**Records supplied**
####

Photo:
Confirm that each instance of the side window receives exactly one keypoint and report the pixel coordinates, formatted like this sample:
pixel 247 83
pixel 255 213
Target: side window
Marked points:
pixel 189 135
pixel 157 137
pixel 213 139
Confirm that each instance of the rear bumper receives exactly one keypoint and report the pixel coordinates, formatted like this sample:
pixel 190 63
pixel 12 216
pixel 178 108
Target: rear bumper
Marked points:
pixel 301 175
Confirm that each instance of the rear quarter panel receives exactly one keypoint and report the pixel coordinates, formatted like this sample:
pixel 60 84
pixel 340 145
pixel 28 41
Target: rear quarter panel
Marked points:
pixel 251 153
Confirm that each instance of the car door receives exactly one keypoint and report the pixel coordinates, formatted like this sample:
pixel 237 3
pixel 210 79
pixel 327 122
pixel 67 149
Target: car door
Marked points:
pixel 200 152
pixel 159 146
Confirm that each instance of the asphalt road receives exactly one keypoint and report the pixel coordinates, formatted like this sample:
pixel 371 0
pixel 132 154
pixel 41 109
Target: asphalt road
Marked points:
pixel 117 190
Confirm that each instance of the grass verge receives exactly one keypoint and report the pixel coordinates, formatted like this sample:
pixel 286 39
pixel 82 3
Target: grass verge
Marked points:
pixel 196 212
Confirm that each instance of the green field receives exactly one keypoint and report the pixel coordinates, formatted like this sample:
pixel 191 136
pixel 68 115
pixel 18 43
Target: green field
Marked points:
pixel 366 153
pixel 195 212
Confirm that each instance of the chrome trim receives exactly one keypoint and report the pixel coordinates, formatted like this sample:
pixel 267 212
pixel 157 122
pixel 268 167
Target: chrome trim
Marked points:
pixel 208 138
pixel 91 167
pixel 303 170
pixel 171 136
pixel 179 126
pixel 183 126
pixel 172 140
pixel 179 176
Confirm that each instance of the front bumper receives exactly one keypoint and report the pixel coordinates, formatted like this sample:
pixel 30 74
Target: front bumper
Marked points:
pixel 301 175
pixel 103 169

####

**What you need to do**
Write out the listing from its first line up to and including the line containing "pixel 251 153", copying every line without change.

**Finished task**
Photo:
Confirm that each instance of the side window receives exactly one keypoint and report the pixel coordinates, formatted like this sample:
pixel 247 83
pixel 255 213
Target: side window
Marked points:
pixel 189 135
pixel 157 137
pixel 213 139
Confirm that each instance of the rear bumper receives exactly one keypoint and report the pixel coordinates, formatted like this sample:
pixel 190 63
pixel 12 216
pixel 178 108
Target: rear bumper
Marked points:
pixel 301 175
Confirm that each instance of the rear quarter panel receives exactly one keypoint and report the pixel coordinates, formatted like this sample:
pixel 60 84
pixel 340 145
pixel 28 41
Target: rear quarter panel
Marked points:
pixel 251 153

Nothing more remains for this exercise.